MAPPO¶
Multi-Agent Proximal Policy Optimization (MAPPO) is a variant of PPO which is specialized for multi-agent settings. MAPPO achieves surprisingly strong performance in two popular multi-agent testbeds: the particle-world environments and the Starcraft multi-agent challenge.
Shared network parameter for all agents ✔️
MAPPO achieves strong results while exhibiting comparable sample efficiency.
Code Snippet¶
def ppo_update(self, sample, update_actor=True):
share_obs_batch, obs_batch, rnn_states_batch, rnn_states_critic_batch, actions_batch, \
value_preds_batch, return_batch, masks_batch, active_masks_batch, old_action_log_probs_batch, \
adv_targ, available_actions_batch = sample
old_action_log_probs_batch = check(old_action_log_probs_batch).to(**self.tpdv)
adv_targ = check(adv_targ).to(**self.tpdv)

▶ _Short exercise_
Retype the MAPPO text above in full, word for word and line for line.

▶ _Recorded data_
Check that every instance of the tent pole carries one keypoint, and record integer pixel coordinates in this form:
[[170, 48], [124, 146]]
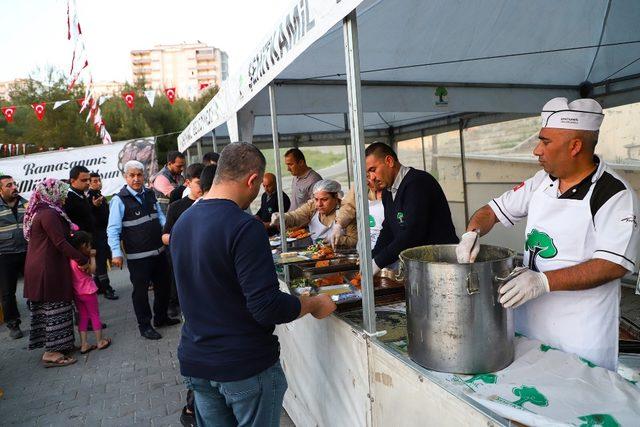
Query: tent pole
[[276, 155], [424, 159], [199, 147], [464, 172], [352, 60]]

▶ _Final answer_
MAPPO¶
Multi-Agent Proximal Policy Optimization (MAPPO) is a variant of PPO which is specialized for multi-agent settings. MAPPO achieves surprisingly strong performance in two popular multi-agent testbeds: the particle-world environments and the Starcraft multi-agent challenge.
Shared network parameter for all agents ✔️
MAPPO achieves strong results while exhibiting comparable sample efficiency.
Code Snippet¶
def ppo_update(self, sample, update_actor=True):
share_obs_batch, obs_batch, rnn_states_batch, rnn_states_critic_batch, actions_batch, \
value_preds_batch, return_batch, masks_batch, active_masks_batch, old_action_log_probs_batch, \
adv_targ, available_actions_batch = sample
old_action_log_probs_batch = check(old_action_log_probs_batch).to(**self.tpdv)
adv_targ = check(adv_targ).to(**self.tpdv)